§ **What is needed**
Please transcribe word for word the lines below, from the line containing "on pavement in the picture above." through the final line, both included.

(Image location labeling lines)
»»
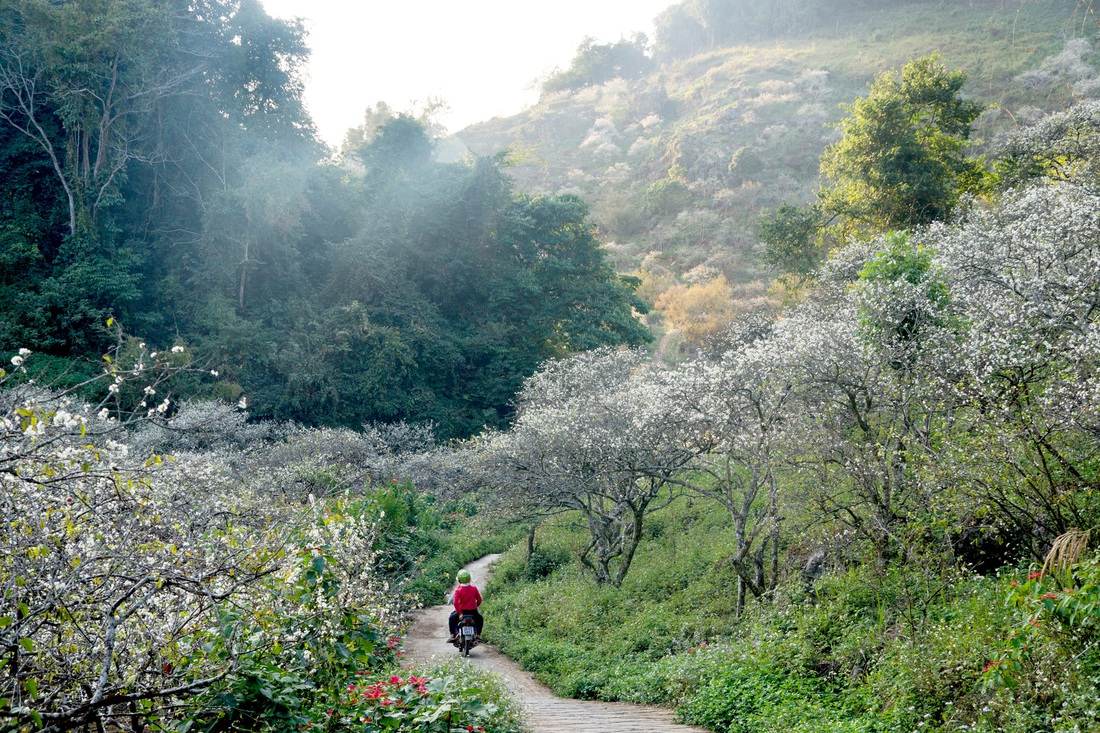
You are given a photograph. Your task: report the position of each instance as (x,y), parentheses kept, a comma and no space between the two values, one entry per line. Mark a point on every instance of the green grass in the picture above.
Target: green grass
(898,649)
(711,112)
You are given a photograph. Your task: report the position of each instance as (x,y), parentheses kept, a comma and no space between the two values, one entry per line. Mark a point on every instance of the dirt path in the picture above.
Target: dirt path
(546,713)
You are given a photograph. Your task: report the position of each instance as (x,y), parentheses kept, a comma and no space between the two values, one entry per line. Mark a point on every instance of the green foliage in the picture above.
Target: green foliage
(792,239)
(1053,636)
(596,63)
(902,161)
(667,196)
(861,649)
(902,273)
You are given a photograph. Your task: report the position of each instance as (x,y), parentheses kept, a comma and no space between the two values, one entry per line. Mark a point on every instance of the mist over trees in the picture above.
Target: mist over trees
(158,166)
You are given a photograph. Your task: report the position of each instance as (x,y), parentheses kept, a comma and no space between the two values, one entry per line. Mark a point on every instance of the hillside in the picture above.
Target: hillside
(679,164)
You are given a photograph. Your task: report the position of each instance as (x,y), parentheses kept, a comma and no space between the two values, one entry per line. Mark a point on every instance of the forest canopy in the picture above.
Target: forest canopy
(158,166)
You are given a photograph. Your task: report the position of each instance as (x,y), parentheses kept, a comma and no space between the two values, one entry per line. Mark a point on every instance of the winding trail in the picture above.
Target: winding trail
(546,712)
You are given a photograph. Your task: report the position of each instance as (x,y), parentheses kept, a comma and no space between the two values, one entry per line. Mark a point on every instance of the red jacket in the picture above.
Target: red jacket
(466,598)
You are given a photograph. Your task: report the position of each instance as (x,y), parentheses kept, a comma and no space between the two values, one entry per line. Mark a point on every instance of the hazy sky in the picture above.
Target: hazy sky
(481,55)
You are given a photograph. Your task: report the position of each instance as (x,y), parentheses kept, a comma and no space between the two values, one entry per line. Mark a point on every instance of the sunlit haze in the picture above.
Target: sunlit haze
(481,57)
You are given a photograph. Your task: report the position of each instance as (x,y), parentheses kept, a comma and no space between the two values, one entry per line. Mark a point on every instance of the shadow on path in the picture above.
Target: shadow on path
(546,712)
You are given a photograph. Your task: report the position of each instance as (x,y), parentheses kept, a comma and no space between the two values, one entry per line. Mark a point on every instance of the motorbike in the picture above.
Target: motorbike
(466,637)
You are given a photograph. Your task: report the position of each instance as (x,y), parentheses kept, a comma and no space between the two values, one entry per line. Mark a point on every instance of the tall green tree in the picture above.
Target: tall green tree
(902,161)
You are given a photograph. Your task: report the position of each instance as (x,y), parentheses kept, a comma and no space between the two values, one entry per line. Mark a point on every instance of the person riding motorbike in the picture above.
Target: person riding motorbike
(466,599)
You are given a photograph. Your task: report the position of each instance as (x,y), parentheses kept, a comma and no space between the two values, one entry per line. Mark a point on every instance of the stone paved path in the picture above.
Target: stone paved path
(546,713)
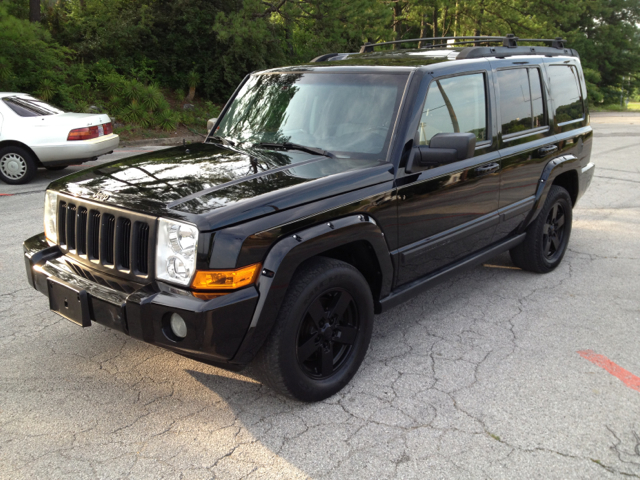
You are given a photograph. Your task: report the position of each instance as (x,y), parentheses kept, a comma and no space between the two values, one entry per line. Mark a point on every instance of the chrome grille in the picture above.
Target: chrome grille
(106,238)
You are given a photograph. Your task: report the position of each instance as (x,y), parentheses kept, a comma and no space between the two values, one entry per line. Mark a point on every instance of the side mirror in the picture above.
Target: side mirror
(444,148)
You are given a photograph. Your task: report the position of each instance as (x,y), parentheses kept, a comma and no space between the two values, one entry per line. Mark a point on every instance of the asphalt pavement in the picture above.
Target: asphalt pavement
(480,377)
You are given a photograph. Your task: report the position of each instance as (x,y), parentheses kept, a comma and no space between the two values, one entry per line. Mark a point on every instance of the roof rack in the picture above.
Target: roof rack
(508,48)
(509,41)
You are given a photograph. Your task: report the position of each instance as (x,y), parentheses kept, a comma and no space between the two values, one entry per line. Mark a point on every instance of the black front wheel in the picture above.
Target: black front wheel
(548,236)
(322,332)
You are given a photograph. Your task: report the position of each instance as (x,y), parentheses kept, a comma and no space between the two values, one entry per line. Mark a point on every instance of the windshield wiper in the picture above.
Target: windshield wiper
(224,141)
(295,146)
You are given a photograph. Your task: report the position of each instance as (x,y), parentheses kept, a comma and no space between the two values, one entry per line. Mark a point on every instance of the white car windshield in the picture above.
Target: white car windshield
(30,107)
(346,114)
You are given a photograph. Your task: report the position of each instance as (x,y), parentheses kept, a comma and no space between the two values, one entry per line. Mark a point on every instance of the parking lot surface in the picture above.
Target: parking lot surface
(479,377)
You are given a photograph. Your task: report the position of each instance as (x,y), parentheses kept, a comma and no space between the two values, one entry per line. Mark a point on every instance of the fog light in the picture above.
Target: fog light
(178,325)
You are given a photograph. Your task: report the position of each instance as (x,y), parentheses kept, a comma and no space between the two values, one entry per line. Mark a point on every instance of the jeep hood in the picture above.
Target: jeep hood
(187,182)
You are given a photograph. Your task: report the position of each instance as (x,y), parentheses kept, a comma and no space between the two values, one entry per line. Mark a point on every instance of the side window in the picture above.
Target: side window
(521,100)
(455,105)
(565,88)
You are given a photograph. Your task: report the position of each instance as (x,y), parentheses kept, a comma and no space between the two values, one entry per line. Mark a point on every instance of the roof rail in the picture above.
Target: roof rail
(509,41)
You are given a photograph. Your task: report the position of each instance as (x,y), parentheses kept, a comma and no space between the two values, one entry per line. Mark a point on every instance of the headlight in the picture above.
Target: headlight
(51,216)
(176,251)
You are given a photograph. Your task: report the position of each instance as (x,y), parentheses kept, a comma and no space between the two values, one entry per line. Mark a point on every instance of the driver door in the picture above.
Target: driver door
(448,212)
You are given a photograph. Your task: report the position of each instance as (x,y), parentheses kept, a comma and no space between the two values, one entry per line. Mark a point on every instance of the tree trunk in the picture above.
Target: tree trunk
(435,22)
(478,30)
(455,25)
(397,13)
(34,10)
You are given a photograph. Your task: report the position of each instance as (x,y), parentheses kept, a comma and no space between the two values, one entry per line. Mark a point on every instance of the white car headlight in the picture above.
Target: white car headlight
(176,251)
(51,216)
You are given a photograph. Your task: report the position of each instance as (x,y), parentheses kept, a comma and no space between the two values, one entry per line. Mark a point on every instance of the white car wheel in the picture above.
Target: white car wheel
(13,166)
(16,165)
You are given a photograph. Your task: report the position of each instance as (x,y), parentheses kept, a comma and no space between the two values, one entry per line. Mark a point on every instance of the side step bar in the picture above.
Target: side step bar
(416,287)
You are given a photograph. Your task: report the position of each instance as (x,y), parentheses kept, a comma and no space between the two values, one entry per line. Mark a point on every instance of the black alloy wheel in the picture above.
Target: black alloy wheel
(322,331)
(553,233)
(327,333)
(548,236)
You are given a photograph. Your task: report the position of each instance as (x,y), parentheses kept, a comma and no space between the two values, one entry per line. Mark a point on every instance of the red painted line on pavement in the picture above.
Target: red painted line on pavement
(628,378)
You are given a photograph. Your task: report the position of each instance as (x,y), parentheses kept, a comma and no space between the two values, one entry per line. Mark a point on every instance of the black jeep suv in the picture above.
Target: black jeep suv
(323,194)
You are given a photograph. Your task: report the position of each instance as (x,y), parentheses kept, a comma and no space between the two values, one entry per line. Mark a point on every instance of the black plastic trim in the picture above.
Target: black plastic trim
««
§ **Output of the exercise**
You are given a photograph. Your task: report the position of each instance as (x,y), parentheses kept, a comma and no space between the two values, one entry per line. Mark a point on every instance of the red painted line on pavement in the picture above.
Target: red painted line on pavement
(628,378)
You are given a photograph. Your task: report the position of each instance as (x,y), parentheses kept, a comma and no space between the two values, one entry per line. Mark a point on every instance of the black jeep suv in the picture above.
Target: black jeep suv
(323,194)
You are given a photograph. Your task: report the position of each instance as (x,y), parentheses kept, a comma and no space between the two values, one entry per line. Mark a point on every instance of the black plastic trim in the picture above.
Target: black plastic trim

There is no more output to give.